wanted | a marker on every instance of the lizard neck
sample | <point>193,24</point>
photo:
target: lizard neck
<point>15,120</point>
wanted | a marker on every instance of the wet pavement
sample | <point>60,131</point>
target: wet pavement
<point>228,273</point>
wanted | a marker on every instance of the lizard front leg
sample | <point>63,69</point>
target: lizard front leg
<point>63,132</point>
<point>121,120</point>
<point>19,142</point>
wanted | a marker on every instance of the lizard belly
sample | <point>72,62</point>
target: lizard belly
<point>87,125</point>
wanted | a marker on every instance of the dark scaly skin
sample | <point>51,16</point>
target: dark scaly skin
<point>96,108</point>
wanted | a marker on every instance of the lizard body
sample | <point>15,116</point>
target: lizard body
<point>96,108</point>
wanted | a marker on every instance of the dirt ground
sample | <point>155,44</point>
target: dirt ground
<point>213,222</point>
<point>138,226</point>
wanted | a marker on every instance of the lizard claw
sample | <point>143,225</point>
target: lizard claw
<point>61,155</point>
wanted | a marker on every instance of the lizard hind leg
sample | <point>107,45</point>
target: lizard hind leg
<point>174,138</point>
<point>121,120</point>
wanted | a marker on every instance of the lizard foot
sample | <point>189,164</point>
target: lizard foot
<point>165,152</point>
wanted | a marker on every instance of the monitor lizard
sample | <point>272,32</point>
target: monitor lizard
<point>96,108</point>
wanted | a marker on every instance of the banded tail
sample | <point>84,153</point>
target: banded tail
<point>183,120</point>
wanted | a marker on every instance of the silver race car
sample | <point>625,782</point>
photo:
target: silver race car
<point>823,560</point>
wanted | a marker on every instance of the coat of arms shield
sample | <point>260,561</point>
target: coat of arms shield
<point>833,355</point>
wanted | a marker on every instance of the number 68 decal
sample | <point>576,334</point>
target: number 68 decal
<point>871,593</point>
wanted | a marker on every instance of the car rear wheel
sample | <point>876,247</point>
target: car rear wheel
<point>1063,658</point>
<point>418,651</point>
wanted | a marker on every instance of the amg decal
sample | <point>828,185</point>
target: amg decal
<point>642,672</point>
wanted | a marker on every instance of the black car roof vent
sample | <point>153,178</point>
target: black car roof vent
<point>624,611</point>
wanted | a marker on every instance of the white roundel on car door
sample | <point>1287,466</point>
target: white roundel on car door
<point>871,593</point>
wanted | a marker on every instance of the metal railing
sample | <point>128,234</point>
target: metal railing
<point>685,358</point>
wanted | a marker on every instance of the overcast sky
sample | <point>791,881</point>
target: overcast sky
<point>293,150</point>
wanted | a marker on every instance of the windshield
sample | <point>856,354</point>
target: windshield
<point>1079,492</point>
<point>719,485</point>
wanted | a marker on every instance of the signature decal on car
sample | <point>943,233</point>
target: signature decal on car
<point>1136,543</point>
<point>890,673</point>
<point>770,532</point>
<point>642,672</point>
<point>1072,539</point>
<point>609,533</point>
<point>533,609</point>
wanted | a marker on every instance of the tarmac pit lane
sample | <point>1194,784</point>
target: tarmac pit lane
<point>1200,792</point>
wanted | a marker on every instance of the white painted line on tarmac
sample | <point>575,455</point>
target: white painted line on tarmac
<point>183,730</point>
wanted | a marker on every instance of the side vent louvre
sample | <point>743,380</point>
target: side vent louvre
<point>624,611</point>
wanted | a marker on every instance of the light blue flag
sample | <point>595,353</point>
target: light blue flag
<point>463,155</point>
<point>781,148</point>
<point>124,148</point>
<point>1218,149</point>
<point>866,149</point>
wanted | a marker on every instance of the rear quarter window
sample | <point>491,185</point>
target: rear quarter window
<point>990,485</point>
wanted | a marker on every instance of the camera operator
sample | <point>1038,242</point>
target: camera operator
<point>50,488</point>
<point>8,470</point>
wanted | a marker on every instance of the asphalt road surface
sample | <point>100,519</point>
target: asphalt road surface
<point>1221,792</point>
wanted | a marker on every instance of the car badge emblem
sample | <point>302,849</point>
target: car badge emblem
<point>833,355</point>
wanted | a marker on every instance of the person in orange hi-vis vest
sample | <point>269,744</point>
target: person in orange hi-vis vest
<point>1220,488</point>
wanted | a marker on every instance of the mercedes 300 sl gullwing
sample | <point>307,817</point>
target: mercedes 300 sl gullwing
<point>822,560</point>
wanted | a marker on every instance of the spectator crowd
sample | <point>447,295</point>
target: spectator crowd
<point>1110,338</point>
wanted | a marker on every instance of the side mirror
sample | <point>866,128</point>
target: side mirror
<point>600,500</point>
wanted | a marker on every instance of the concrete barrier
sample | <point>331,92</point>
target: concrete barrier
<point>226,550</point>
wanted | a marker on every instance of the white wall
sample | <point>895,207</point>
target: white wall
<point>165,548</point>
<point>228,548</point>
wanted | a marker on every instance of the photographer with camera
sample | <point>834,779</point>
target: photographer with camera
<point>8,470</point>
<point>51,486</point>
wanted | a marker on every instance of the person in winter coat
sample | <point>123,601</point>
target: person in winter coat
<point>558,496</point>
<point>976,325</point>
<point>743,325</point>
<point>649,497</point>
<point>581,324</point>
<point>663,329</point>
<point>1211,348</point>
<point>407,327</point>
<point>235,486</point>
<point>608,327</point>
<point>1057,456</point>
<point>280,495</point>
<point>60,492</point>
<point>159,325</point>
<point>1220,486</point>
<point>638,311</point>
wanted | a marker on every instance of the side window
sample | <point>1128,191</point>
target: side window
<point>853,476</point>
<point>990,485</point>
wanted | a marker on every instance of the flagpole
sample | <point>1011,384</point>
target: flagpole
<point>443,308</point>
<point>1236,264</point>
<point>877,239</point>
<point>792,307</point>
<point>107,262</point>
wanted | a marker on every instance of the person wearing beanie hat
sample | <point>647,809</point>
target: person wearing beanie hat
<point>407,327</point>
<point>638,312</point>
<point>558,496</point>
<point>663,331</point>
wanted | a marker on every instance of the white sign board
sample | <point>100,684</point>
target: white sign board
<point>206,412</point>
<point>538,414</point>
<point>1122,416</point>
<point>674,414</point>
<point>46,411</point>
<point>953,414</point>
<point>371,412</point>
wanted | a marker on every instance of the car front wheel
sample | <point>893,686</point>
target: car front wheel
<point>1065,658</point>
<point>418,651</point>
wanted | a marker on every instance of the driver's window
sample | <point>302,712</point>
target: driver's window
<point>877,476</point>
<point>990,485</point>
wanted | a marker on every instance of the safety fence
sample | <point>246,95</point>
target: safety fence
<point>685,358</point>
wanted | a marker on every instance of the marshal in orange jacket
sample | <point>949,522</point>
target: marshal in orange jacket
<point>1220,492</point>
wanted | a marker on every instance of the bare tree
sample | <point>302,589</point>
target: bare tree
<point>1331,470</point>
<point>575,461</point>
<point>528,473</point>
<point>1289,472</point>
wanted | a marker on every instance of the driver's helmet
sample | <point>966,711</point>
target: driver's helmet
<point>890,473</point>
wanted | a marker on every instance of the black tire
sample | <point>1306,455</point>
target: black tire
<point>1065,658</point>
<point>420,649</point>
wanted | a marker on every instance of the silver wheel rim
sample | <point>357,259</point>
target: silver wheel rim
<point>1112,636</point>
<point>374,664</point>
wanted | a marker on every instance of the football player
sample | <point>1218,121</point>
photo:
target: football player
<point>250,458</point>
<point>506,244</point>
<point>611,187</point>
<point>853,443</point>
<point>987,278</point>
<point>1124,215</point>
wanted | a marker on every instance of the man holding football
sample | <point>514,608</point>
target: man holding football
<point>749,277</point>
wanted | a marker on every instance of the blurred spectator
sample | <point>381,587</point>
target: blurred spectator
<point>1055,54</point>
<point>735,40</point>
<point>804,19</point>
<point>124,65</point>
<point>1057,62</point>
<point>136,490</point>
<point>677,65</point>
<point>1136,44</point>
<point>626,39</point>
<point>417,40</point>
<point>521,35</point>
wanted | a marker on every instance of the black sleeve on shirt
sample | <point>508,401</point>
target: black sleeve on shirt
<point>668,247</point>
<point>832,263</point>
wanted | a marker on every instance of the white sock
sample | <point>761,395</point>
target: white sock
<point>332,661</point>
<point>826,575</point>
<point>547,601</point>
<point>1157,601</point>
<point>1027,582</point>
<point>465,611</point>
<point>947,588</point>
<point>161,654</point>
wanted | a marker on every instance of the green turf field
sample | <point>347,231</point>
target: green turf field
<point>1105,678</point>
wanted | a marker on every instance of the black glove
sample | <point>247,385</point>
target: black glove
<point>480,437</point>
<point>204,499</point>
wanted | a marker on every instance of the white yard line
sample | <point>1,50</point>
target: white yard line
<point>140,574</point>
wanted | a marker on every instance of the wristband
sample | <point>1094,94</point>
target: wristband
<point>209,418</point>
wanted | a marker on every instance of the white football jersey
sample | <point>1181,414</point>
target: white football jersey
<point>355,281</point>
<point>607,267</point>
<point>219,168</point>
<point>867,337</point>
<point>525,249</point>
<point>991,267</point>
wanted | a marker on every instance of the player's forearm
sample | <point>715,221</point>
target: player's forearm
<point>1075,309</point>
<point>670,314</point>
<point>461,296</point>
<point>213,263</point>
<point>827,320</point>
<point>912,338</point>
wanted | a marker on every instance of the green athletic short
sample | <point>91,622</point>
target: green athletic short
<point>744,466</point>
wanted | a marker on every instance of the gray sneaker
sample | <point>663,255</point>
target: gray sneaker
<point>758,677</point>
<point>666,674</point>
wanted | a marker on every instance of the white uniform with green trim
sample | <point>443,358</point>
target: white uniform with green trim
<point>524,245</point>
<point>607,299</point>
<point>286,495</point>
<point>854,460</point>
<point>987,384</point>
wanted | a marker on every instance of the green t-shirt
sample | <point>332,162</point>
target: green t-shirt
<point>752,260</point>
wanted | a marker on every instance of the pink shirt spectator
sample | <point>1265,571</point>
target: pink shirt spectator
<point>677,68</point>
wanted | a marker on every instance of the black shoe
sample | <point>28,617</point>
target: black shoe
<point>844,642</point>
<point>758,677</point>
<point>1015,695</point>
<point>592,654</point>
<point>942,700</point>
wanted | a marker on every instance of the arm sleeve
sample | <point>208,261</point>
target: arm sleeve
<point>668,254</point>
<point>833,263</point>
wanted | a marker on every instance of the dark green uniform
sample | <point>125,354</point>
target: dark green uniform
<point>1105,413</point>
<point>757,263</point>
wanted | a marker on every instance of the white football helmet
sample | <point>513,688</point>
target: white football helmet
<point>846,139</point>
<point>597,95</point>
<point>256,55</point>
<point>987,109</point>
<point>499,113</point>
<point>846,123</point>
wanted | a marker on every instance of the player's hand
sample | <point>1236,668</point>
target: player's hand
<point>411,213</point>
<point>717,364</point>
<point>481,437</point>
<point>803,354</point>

■ ■ ■ ■ ■ ■ ■

[EXERCISE DETAILS]
Would you retype the lines above from the one with "sample | <point>381,587</point>" down to the one with "wanted | a marker on every instance of the white sock", word for word, both ends included and no other lines?

[OUTPUT FOR THIS TASK]
sample | <point>381,587</point>
target: blurred spectator
<point>1055,54</point>
<point>735,40</point>
<point>804,19</point>
<point>124,65</point>
<point>1057,62</point>
<point>136,490</point>
<point>677,65</point>
<point>1136,44</point>
<point>626,39</point>
<point>417,40</point>
<point>521,35</point>
wanted | a marker on every instance of the black sleeve on shirt
sample | <point>508,401</point>
target: black sleeve on shirt
<point>668,247</point>
<point>832,263</point>
wanted | a marker on every instance of the white sock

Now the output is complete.